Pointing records
>>>>

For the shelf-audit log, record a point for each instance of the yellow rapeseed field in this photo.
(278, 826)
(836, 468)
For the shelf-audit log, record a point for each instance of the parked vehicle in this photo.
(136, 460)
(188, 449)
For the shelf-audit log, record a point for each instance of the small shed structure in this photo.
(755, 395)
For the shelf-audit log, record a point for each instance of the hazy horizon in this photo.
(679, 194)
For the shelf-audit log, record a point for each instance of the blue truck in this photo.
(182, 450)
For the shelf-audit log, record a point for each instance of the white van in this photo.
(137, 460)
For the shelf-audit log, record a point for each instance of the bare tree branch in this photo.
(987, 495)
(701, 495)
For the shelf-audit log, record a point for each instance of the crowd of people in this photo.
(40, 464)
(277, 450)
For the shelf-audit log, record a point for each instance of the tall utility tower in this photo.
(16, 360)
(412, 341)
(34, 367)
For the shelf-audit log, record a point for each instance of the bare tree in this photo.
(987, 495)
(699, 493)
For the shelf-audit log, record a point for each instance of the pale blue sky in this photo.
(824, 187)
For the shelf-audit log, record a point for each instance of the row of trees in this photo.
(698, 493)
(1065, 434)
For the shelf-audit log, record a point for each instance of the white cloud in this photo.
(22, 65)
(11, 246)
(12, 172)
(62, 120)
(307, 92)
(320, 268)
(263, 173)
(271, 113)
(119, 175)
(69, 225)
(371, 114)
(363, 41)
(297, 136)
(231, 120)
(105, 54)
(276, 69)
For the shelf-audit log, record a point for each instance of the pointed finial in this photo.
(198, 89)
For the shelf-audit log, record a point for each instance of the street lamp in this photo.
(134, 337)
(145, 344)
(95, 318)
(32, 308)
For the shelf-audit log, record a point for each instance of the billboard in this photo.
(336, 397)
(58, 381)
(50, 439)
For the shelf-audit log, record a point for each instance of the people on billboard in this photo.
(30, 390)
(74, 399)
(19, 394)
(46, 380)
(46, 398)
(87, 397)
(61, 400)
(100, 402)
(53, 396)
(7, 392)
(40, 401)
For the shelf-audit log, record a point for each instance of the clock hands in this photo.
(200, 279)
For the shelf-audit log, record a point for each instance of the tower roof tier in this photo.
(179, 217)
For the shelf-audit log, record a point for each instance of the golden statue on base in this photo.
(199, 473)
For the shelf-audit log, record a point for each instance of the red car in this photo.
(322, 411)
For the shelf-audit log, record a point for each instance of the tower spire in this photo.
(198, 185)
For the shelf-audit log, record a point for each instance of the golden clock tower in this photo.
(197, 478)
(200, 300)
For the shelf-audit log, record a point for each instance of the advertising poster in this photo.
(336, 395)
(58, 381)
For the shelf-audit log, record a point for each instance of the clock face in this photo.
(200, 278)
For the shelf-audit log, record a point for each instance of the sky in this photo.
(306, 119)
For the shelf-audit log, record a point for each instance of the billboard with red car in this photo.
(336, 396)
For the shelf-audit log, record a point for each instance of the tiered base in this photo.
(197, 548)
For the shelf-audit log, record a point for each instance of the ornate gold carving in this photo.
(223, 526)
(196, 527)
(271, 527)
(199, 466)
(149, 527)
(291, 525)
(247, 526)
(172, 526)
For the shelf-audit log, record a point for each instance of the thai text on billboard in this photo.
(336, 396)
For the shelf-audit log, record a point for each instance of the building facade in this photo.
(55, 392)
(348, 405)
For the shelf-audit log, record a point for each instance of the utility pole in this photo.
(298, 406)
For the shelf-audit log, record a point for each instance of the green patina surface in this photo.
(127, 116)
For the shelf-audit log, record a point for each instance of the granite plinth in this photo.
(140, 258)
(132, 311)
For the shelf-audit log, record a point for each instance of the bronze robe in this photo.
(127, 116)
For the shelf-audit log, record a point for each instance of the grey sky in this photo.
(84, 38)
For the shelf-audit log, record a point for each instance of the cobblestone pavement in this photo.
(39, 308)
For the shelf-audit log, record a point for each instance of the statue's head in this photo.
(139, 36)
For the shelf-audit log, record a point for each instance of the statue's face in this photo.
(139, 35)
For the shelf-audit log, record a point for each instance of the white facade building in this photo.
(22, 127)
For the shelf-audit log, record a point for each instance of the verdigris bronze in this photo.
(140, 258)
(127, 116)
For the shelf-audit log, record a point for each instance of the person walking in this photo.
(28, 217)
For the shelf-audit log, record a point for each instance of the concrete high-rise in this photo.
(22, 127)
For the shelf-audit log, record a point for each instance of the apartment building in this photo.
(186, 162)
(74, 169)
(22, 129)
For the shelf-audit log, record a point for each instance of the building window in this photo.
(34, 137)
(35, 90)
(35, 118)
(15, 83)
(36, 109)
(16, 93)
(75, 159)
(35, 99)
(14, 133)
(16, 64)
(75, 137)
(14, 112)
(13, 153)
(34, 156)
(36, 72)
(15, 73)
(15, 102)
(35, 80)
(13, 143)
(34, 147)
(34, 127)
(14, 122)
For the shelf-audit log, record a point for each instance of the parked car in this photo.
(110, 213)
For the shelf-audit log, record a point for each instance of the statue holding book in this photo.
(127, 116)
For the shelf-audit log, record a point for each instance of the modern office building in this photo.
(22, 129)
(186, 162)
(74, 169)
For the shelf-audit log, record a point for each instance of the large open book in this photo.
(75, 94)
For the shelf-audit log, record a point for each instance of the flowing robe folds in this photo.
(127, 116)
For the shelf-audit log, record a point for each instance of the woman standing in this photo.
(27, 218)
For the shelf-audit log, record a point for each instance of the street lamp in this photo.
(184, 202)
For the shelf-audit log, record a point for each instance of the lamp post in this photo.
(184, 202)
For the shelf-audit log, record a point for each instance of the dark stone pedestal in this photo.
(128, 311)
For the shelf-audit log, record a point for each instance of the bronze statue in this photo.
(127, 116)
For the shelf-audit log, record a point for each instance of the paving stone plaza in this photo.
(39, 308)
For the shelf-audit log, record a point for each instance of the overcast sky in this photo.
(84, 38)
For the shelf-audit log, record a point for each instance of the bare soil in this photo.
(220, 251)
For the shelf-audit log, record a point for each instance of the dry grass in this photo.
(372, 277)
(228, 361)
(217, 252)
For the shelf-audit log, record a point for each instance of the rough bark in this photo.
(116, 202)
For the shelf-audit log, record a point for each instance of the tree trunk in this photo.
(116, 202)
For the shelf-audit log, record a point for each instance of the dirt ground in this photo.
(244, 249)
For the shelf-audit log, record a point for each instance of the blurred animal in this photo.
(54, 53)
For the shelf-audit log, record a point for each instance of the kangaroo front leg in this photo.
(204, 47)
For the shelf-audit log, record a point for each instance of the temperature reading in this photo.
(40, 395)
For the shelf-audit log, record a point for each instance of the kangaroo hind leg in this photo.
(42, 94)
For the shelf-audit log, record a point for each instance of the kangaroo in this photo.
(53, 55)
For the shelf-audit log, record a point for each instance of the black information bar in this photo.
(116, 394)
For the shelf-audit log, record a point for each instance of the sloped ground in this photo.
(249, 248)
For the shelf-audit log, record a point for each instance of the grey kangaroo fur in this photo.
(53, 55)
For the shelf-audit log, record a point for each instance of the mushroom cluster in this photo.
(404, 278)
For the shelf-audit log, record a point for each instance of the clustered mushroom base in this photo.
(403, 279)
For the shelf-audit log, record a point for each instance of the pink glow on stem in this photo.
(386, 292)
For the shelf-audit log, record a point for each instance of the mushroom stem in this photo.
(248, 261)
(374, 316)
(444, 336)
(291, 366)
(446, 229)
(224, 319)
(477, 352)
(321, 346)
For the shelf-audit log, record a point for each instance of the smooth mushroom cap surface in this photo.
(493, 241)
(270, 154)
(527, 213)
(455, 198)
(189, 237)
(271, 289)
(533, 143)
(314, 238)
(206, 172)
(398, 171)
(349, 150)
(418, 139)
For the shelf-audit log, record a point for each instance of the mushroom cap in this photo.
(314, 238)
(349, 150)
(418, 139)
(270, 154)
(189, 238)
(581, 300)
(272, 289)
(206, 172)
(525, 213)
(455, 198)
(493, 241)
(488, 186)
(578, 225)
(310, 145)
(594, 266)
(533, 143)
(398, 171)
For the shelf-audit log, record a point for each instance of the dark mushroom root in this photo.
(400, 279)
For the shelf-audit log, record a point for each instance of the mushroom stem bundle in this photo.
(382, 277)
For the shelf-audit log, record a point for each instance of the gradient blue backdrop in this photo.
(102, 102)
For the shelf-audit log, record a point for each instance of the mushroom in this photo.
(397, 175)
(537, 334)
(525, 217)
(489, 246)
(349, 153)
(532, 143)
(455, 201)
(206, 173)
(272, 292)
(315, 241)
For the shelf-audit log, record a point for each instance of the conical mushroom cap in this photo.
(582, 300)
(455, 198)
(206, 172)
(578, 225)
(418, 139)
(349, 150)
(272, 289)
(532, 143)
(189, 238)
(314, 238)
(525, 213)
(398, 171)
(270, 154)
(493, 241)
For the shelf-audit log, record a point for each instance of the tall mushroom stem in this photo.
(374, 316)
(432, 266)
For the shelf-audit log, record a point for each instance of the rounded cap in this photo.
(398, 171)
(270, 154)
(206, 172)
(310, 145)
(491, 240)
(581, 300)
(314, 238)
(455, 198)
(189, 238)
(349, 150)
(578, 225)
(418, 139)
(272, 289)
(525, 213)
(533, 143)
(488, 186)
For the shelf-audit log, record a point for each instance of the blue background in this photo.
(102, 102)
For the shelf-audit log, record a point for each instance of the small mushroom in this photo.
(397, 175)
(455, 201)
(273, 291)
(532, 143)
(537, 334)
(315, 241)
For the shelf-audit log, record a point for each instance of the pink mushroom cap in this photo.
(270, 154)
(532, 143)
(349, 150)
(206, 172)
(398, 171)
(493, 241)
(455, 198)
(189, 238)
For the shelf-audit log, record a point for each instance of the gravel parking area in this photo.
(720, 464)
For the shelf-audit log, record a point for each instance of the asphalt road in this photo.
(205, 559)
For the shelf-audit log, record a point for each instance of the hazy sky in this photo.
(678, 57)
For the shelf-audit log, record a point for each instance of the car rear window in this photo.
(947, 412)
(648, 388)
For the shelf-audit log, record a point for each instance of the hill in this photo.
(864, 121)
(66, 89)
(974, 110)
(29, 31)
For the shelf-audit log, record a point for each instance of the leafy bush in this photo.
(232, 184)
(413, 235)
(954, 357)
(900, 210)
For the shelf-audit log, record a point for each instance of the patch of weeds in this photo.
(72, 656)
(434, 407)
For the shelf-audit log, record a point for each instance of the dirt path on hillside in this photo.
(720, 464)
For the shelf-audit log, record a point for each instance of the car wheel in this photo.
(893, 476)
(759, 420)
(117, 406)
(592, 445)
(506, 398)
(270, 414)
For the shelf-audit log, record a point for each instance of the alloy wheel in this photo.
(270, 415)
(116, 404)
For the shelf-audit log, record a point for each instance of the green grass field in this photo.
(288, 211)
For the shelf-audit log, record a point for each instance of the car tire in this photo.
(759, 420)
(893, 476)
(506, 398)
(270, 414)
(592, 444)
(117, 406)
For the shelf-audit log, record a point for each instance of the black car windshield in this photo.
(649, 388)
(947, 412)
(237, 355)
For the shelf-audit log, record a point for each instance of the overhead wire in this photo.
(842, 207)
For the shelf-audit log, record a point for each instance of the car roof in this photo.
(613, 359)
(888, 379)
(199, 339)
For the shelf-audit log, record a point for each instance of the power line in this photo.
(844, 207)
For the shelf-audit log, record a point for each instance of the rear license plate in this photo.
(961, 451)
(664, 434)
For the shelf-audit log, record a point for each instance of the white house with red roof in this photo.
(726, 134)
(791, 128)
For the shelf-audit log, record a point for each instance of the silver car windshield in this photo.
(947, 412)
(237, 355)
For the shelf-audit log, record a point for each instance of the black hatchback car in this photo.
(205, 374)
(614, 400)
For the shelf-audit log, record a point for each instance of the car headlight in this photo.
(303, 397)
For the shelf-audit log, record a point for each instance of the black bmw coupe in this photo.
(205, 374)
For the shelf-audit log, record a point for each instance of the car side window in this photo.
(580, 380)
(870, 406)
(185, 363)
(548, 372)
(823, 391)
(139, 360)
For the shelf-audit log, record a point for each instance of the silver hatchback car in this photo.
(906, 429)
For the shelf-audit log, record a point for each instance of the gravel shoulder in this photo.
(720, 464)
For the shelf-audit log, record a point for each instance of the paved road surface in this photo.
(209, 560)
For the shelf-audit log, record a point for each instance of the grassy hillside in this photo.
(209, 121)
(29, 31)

<<<<

Problem: Write the lines out exactly, from the one with "grass field in this photo." down to the last line of the listing, and leave out all others.

Task response:
For the shelf-audit log, record a point for each instance of the green grass field in this photo.
(288, 211)
For the shelf-audit log, record a point for each instance of the car tire in this photo.
(759, 420)
(893, 476)
(506, 398)
(270, 414)
(592, 444)
(117, 406)
For the shelf-audit log, record a point for each instance of the black car windshield in this photo.
(649, 388)
(947, 412)
(237, 355)
For the shelf-audit log, record a point for each instance of the overhead wire in this photo.
(842, 207)
For the shelf-audit log, record a point for each instance of the car roof in this photo.
(613, 359)
(888, 379)
(199, 339)
For the shelf-audit log, record a point for each instance of the power line in this photo.
(844, 207)
For the shelf-audit log, record a point for each instance of the rear license plate in this photo.
(961, 451)
(664, 434)
For the shelf-audit log, record a point for each instance of the white house with red roof in this photo.
(726, 134)
(791, 128)
For the shelf-audit log, record a point for each instance of the silver car windshield in this photo.
(947, 412)
(237, 355)
For the shelf-audit log, record a point for each instance of the black hatchback car in this photo.
(205, 374)
(614, 400)
For the shelf-audit log, record a point for each instance of the car headlight in this photo.
(303, 397)
For the shelf-audit log, record a point for each instance of the black bmw coupe in this photo.
(205, 374)
For the shelf-audit log, record a point for each instance of the car side window in this photo.
(580, 380)
(870, 406)
(185, 363)
(548, 372)
(823, 391)
(139, 360)
For the shelf-audit log, record a point for each instance of the silver hatchback car in this photo.
(906, 429)
For the shelf-audit log, record a point for each instance of the gravel shoulder in this photo.
(720, 464)
For the shelf-audit log, record a point for each instance of the paved road surface in this photo.
(209, 560)
For the shelf-audit log, record a point for each instance of the grassy hillside in this photo.
(209, 121)
(29, 31)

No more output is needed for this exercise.